• List of tasks:
(a) Revise the passage of the Google v. Oracle article between "Roberts suggested that" and "through copyright infringement.", inclusive, writing "compensated" in place of "rewarded".
(b) Take the Google v. Oracle article further, picking up after its final sentence.

• Text segment:
+ + + +

Supreme Court puzzles over the nature of software in landmark Google v. Oracle case
From grocery stores to restaurant menus to QWERTY keyboards, the nation’s most esteemed jurists applied metaphor after metaphor to try to understand whether Google’s decision a decade ago to re-use software initially created by Oracle-owned Sun Microsystems violated copyright law.
The rapid-fire string of analogies, along with the wide range of justices’ questions, left the case’s fate in doubt. The outcome could determine the future of software development in the United States — and, by extension, the future of a world that’s increasingly dominated by digital services and technology.
The law treats computer programs as generally copyrightable. But the type of code at issue in this case is not, Google argued, because it involves little creative expression and is simply invoked by developers as a kind of shorthand in their code to refer to much longer snippets of other instructions.
These helper programs, known as software interfaces, application programming interfaces or APIs, are a ubiquitous feature of today’s networked digital economy, where different apps need to be able to work together and share information. Oracle asserts that this type of code, at least as created by Sun Microsystems, is nevertheless an expressive work that is eligible for copyright protections.
For an hour and a half, the justices asked why Google had to rely on code written by others in order to design its Android operating system, and why it believed the copying was permitted. Perhaps Google’s copying is no different than a restaurant owner copying the basic structure of another restaurant’s menu, Chief Justice John Roberts suggested, in that most menus list appetizers before entrees, and entrees before dessert.
Only Justice Stephen Breyer appeared to express a strong preference for Google’s position, arguing forcefully that for Oracle to be allowed to copyright software interfaces would be like allowing the inventor of the QWERTY keyboard to gain intellectual property rights over all computers.
“Very bad consequences will flow if you don’t see that distinction,” he said.
“Everyone was at sea and just waiting for one good analogy to latch onto, which apparently was QWERTY,” tweeted Charles Duan, a senior fellow at the R Street Institute, which had filed a brief in support of Google.
Roberts suggested that for Oracle’s code to become so important that others would seek to copy it implies that the company should be rewarded, not hurt through copyright infringement.
“The fact that programmers really liked it and that’s what everyone used, it seems a bit much to penalize them for that,” he said.

+ + + +

Extracted records

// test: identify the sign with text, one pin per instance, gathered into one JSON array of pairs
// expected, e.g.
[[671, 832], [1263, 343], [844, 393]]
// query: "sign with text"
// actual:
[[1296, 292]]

+ + + +

• Answers for the exercise:
(a)
Roberts suggested that for Oracle’s code to become so important that others would seek to copy it implies that the company should be compensated, not hurt through copyright infringement.

(b)
Google argued that this form of unlicensed copying is completely standard in software, saves developers time so that they can create new products, and lowers barriers to innovation.
Oracle’s attorney charged that Google’s copying undermined Sun’s investments in developing the original code, and that a decision by the Court in Google’s favor would ruin the software industry by making it so that developers could not be rewarded for their work.
“The Copyright Act does not give Google a pass just because it would be expensive to recreate our expression,” said Josh Rosenkranz, Oracle’s attorney.
Google has said the exact opposite: That a finding in Oracle’s favor would destroy the software industry by erecting enormous copyright hurdles for all developers and forcing them either to reinvent the wheel every time they wanted to instruct a computer to do something, or to pay licensing fees to the most dominant software companies for the right to carry out simple, mundane tasks.
But Justice Brett Kavanaugh said that, in the time since the appellate court, the Federal Circuit, ruled for Oracle in 2014, Google’s nightmare scenario has not come to pass.
“I’m not aware that the sky has fallen in the last five or six years with that ruling on the books,” Kavanaugh said.
Justices Sonia Sotomayor and Elena Kagan appeared more sympathetic to Google, with Kagan citing several methods of organizing and presenting information that she argued were similar but not copyrightable — including the periodic table of the elements and systems to classify animal species.
Sotomayor seemed open to Google’s claim that by adapting Oracle’s code to serve a different purpose — establishing a new mobile operating system — Google qualified for fair use protections. (The fair use doctrine holds that it is legal to re-use snippets of copyrighted works without permission, but only under a series of conditions.)
“Industries have built up around applications that know they can copy only what’s necessary to run on the application, but they have to change everything else,” she told Oracle. “That’s what Google did here.”
Meanwhile, Justices Neil Gorsuch and Samuel Alito spent much of their questioning focused on whether it was appropriate for the Federal Circuit to overrule a prior jury decision in favor of Google — a procedural argument that could nevertheless play a significant role in the outcome.
“Were the Court to reverse on this issue, the fundamental issues of the copyrightability of computer interfaces and fair use as applies to those interfaces would remain unresolved,” said Bill Frankel, an expert in copyright law at the firm Brinks, Gilson & Lione.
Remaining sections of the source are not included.